▶ **Data supplied**:
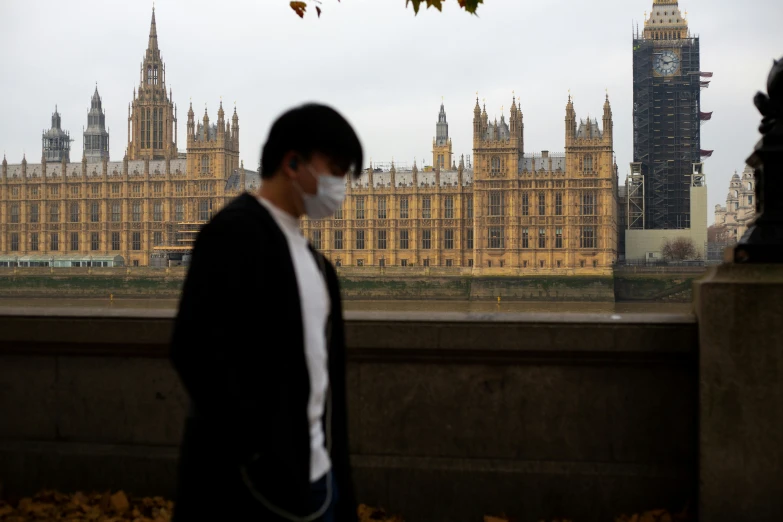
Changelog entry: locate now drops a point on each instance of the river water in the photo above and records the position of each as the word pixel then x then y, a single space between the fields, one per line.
pixel 380 306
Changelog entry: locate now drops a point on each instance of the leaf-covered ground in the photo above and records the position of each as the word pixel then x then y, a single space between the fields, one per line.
pixel 50 505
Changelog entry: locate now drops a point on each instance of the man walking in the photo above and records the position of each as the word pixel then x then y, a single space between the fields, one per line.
pixel 259 346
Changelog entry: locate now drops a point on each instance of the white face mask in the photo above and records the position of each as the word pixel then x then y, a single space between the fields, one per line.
pixel 327 199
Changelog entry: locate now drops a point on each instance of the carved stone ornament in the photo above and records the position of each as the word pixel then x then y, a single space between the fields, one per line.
pixel 763 241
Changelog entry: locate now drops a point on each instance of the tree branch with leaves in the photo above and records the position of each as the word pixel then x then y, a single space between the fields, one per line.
pixel 470 6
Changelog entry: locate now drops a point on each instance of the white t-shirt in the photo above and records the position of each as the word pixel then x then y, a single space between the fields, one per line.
pixel 314 296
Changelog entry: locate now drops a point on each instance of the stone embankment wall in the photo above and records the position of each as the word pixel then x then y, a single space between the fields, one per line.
pixel 451 416
pixel 415 284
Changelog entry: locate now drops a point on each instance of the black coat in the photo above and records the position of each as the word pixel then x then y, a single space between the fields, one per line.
pixel 238 347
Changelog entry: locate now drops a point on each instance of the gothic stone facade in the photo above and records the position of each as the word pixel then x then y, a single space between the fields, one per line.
pixel 154 200
pixel 740 209
pixel 511 213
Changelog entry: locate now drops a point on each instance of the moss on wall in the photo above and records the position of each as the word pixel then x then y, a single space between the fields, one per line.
pixel 150 283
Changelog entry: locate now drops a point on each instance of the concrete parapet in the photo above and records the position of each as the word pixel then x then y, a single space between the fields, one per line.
pixel 452 415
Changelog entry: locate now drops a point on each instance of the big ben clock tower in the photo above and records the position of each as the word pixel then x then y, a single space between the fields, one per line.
pixel 666 97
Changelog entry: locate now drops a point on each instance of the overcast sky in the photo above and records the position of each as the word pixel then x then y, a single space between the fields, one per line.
pixel 383 67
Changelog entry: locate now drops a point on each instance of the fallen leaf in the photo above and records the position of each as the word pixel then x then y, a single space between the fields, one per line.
pixel 119 502
pixel 299 8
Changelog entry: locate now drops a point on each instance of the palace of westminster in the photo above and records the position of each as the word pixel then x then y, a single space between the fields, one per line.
pixel 508 210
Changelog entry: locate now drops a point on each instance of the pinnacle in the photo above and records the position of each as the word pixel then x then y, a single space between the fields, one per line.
pixel 153 41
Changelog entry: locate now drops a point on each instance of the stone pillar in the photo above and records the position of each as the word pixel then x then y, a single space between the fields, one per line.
pixel 740 314
pixel 739 306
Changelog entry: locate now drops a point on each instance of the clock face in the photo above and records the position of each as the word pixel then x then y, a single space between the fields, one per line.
pixel 666 63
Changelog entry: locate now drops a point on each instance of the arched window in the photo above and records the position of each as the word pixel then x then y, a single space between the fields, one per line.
pixel 495 166
pixel 205 165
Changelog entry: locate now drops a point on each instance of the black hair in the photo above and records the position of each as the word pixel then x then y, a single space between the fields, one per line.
pixel 312 128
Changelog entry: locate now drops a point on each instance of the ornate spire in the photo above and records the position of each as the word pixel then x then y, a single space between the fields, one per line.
pixel 153 42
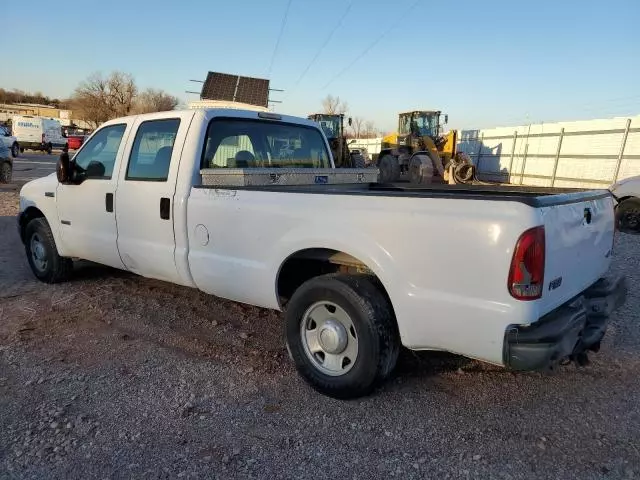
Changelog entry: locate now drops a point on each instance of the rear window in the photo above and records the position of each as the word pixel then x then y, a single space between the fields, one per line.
pixel 244 143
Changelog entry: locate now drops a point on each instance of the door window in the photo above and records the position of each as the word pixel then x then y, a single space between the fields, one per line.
pixel 98 156
pixel 152 148
pixel 244 143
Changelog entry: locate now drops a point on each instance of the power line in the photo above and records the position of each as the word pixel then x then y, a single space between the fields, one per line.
pixel 373 44
pixel 275 50
pixel 326 42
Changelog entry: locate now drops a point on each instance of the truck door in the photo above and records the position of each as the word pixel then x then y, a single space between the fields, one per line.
pixel 144 201
pixel 85 207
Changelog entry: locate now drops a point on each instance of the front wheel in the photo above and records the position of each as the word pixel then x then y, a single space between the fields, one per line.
pixel 45 262
pixel 389 169
pixel 5 172
pixel 628 216
pixel 342 335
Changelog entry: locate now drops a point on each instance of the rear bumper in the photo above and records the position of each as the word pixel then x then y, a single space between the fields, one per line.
pixel 566 333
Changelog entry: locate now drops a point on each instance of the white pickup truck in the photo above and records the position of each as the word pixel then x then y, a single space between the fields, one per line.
pixel 510 276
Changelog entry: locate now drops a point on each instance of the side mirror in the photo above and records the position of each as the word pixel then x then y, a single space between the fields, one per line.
pixel 95 169
pixel 63 168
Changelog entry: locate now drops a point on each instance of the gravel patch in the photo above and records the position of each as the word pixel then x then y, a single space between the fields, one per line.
pixel 117 376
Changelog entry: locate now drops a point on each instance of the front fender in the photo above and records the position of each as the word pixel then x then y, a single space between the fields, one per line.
pixel 40 196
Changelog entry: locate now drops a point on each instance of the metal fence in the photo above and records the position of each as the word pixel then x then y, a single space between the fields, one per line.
pixel 592 153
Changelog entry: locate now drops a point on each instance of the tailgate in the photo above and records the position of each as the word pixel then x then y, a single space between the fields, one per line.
pixel 579 241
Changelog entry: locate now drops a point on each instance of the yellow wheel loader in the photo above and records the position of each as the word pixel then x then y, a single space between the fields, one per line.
pixel 418 151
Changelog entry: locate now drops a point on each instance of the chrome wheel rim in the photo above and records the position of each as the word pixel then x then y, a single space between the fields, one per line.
pixel 38 253
pixel 329 338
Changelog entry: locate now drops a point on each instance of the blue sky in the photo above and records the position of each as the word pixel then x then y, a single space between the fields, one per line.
pixel 489 63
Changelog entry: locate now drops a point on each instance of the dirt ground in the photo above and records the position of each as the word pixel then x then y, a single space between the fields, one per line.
pixel 115 376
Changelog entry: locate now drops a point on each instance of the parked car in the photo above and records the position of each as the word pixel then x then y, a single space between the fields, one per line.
pixel 627 192
pixel 360 269
pixel 75 141
pixel 6 164
pixel 38 133
pixel 9 141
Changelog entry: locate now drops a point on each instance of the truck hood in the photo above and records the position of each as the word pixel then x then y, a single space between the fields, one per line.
pixel 35 189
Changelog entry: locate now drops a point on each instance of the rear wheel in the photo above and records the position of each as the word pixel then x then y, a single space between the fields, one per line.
pixel 45 262
pixel 342 334
pixel 389 169
pixel 5 172
pixel 628 216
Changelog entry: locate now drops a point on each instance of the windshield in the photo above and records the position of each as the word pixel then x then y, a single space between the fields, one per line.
pixel 330 125
pixel 421 123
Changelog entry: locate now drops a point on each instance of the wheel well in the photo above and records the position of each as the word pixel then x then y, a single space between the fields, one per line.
pixel 307 264
pixel 28 215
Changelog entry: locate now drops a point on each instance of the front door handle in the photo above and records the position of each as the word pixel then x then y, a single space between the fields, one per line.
pixel 165 208
pixel 108 202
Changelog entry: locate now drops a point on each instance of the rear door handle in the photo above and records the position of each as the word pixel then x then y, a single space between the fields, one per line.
pixel 165 208
pixel 108 202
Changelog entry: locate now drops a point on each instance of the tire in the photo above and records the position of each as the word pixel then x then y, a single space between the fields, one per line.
pixel 45 262
pixel 372 341
pixel 6 171
pixel 389 169
pixel 628 216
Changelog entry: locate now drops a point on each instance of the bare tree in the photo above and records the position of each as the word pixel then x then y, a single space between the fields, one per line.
pixel 356 126
pixel 100 98
pixel 152 100
pixel 333 105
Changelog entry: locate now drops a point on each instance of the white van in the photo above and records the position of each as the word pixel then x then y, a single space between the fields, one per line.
pixel 38 133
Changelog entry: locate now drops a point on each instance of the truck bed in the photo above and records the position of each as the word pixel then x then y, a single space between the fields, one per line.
pixel 532 196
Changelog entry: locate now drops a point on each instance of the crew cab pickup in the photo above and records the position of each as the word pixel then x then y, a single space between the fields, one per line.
pixel 507 275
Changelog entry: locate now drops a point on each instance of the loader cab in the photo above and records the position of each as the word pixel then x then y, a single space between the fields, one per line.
pixel 421 123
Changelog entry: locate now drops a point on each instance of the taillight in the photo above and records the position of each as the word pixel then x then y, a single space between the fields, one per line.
pixel 526 274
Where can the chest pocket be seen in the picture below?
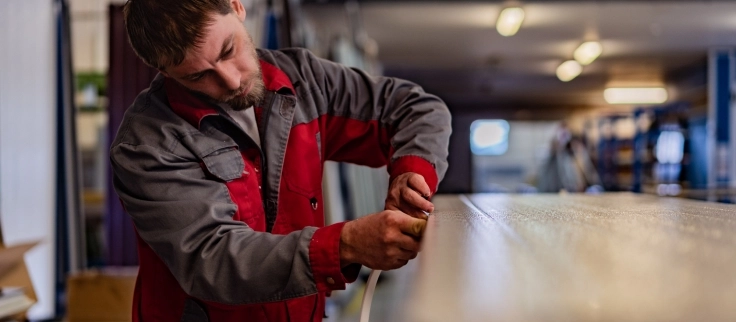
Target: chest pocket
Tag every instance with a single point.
(225, 164)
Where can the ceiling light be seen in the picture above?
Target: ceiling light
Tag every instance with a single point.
(569, 70)
(588, 52)
(509, 21)
(635, 95)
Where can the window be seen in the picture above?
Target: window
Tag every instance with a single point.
(489, 137)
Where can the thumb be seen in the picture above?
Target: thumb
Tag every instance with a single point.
(413, 226)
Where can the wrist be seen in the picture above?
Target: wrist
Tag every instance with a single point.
(346, 254)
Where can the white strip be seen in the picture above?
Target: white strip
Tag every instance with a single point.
(370, 287)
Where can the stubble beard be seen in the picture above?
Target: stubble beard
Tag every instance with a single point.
(236, 99)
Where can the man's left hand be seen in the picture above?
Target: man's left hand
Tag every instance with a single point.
(409, 193)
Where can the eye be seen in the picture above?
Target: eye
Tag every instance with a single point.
(196, 77)
(229, 51)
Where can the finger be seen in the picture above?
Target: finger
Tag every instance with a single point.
(417, 183)
(413, 227)
(413, 198)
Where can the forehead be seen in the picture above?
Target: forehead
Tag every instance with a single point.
(214, 36)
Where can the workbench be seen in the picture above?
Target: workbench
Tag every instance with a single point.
(610, 257)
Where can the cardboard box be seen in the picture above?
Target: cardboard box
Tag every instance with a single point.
(101, 296)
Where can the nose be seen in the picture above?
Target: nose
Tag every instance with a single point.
(229, 76)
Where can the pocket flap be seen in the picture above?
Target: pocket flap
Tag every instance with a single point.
(226, 164)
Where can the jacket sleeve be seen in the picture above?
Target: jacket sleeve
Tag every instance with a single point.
(187, 219)
(378, 121)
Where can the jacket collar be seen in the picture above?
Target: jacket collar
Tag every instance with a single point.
(193, 108)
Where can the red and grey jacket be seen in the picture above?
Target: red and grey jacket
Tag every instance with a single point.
(229, 231)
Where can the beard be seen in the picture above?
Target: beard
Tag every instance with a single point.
(238, 100)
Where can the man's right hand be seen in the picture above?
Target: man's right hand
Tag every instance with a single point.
(385, 240)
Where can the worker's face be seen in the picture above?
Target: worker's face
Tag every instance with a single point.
(225, 66)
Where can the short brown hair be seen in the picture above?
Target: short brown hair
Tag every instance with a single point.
(161, 31)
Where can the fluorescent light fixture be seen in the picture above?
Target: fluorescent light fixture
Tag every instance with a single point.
(569, 70)
(635, 95)
(489, 137)
(509, 21)
(588, 52)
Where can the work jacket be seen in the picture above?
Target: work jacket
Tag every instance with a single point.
(228, 231)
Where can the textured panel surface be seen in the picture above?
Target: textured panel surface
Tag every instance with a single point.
(28, 138)
(614, 257)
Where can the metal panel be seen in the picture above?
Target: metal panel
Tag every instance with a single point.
(615, 257)
(27, 137)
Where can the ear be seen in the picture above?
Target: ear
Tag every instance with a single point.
(239, 9)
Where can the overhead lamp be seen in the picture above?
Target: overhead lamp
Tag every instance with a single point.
(569, 70)
(509, 21)
(588, 52)
(635, 95)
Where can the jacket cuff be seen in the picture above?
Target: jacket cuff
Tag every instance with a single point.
(416, 164)
(324, 258)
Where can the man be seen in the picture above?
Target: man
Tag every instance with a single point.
(219, 163)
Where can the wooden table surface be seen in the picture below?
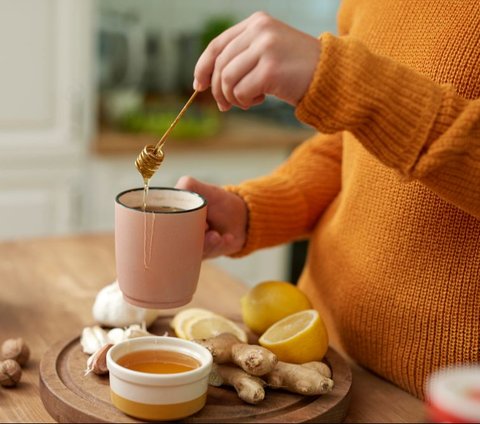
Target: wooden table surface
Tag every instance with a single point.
(47, 288)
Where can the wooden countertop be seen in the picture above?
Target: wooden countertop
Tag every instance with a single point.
(47, 291)
(236, 132)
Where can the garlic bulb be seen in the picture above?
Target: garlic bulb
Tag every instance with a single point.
(110, 309)
(93, 338)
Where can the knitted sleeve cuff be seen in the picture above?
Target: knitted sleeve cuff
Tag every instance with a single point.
(387, 106)
(276, 211)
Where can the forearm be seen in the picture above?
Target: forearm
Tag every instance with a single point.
(422, 129)
(286, 205)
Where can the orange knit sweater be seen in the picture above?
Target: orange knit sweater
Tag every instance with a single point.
(389, 195)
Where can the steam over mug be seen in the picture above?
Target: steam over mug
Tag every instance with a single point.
(158, 252)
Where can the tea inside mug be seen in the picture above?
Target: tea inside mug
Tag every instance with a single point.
(161, 200)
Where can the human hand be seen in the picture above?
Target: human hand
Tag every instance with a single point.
(227, 217)
(258, 56)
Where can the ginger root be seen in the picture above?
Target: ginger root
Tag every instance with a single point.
(249, 388)
(253, 359)
(301, 379)
(320, 367)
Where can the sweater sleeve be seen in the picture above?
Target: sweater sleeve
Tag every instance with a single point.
(422, 129)
(285, 205)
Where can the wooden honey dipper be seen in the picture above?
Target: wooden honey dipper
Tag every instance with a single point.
(151, 157)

▶ **Task instructions**:
Which of the lines above hold the word "workbench"? Copy each one.

▶ **Exercise answer**:
Where can the workbench be seen in the picture above?
Target: workbench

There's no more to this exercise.